Supplied material ::
** Begin **

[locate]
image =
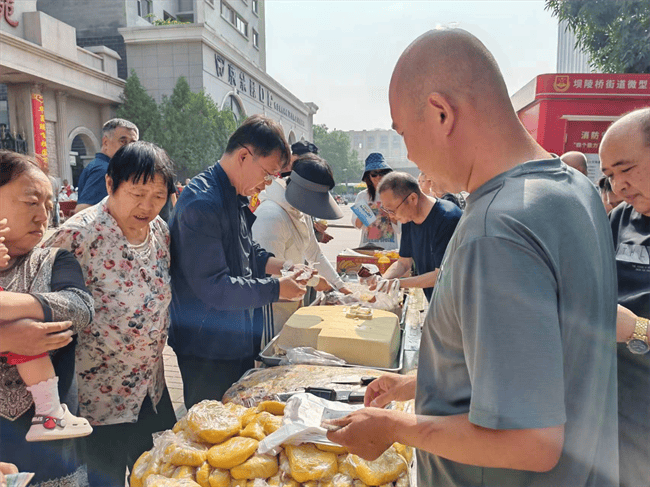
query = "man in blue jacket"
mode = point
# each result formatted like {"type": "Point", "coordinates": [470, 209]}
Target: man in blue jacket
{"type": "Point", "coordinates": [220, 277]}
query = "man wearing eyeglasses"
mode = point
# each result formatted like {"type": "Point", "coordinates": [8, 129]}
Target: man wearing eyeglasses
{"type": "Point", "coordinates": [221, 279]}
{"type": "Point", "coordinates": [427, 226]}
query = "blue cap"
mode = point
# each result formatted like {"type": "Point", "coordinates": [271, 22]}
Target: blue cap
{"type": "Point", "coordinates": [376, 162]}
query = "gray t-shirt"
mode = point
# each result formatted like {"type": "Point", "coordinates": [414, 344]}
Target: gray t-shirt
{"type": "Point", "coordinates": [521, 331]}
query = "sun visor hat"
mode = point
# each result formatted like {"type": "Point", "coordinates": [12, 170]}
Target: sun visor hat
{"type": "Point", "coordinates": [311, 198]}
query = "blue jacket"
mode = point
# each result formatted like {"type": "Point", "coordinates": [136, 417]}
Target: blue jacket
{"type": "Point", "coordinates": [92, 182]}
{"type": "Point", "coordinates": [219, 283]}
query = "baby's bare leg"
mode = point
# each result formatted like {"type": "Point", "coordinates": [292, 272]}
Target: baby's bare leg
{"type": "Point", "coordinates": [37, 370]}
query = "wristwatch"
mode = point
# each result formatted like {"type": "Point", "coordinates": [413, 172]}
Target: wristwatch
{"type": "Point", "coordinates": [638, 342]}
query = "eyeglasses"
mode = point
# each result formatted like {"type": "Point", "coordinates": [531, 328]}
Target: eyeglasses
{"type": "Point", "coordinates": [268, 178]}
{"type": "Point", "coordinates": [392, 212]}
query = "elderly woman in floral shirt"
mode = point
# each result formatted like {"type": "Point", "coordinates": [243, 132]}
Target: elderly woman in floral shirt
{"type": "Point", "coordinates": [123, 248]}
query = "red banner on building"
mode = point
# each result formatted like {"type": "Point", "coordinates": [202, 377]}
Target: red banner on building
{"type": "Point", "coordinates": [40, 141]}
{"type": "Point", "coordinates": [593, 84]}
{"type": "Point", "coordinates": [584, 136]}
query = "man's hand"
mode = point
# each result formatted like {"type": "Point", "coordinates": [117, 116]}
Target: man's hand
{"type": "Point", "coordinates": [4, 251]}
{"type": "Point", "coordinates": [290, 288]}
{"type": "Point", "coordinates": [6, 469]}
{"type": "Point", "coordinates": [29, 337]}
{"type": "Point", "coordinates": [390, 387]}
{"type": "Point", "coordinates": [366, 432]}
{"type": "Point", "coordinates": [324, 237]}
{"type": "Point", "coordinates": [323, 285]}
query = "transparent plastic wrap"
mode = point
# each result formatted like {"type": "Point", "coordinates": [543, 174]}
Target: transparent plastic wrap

** End **

Task requirements :: Do not include images; quote all of the entries above exactly.

Answer to the task ::
[locate]
image =
query = "man in blue jacket"
mode = point
# each result formatted like {"type": "Point", "coordinates": [470, 209]}
Target: man in blue jacket
{"type": "Point", "coordinates": [220, 277]}
query = "man wearing eyeglasses"
mode = point
# each result formatted like {"type": "Point", "coordinates": [8, 129]}
Target: man wearing eyeglasses
{"type": "Point", "coordinates": [221, 279]}
{"type": "Point", "coordinates": [427, 226]}
query = "blue cap"
mode = point
# each result formatted like {"type": "Point", "coordinates": [271, 22]}
Target: blue cap
{"type": "Point", "coordinates": [376, 162]}
query = "gray t-shirt"
mode = point
# each result formatted like {"type": "Point", "coordinates": [414, 344]}
Target: gray t-shirt
{"type": "Point", "coordinates": [521, 331]}
query = "sun visor hat"
mode = point
# each result formatted like {"type": "Point", "coordinates": [12, 170]}
Target: sun visor hat
{"type": "Point", "coordinates": [311, 198]}
query = "blue jacket"
mode = point
# each result formatted like {"type": "Point", "coordinates": [136, 417]}
Target: blue jacket
{"type": "Point", "coordinates": [92, 182]}
{"type": "Point", "coordinates": [219, 283]}
query = "baby's bare leg"
mode = point
# each result formatted like {"type": "Point", "coordinates": [292, 272]}
Target: baby's bare leg
{"type": "Point", "coordinates": [37, 370]}
query = "wristwatch"
mode = point
# each result formatted like {"type": "Point", "coordinates": [413, 172]}
Target: wristwatch
{"type": "Point", "coordinates": [638, 342]}
query = "eyeglasses"
mode = point
# each result formatted like {"type": "Point", "coordinates": [531, 328]}
Target: eyeglasses
{"type": "Point", "coordinates": [268, 178]}
{"type": "Point", "coordinates": [392, 212]}
query = "elderly woman in floral shirt"
mode = point
# each result formatted like {"type": "Point", "coordinates": [243, 132]}
Target: elderly woman in floral shirt
{"type": "Point", "coordinates": [123, 248]}
query = "red banner on building"
mode = point
# each result formatted like {"type": "Point", "coordinates": [202, 377]}
Target: red banner on building
{"type": "Point", "coordinates": [40, 141]}
{"type": "Point", "coordinates": [593, 84]}
{"type": "Point", "coordinates": [584, 136]}
query = "man's hand"
mode = point
# each result formatted like {"type": "Point", "coordinates": [117, 116]}
Target: man's hand
{"type": "Point", "coordinates": [4, 251]}
{"type": "Point", "coordinates": [290, 288]}
{"type": "Point", "coordinates": [6, 469]}
{"type": "Point", "coordinates": [29, 337]}
{"type": "Point", "coordinates": [390, 387]}
{"type": "Point", "coordinates": [366, 432]}
{"type": "Point", "coordinates": [324, 237]}
{"type": "Point", "coordinates": [323, 285]}
query = "transparent plastic wrap"
mode = point
# each result formatted like {"type": "Point", "coordinates": [543, 174]}
Target: transparent plastic wrap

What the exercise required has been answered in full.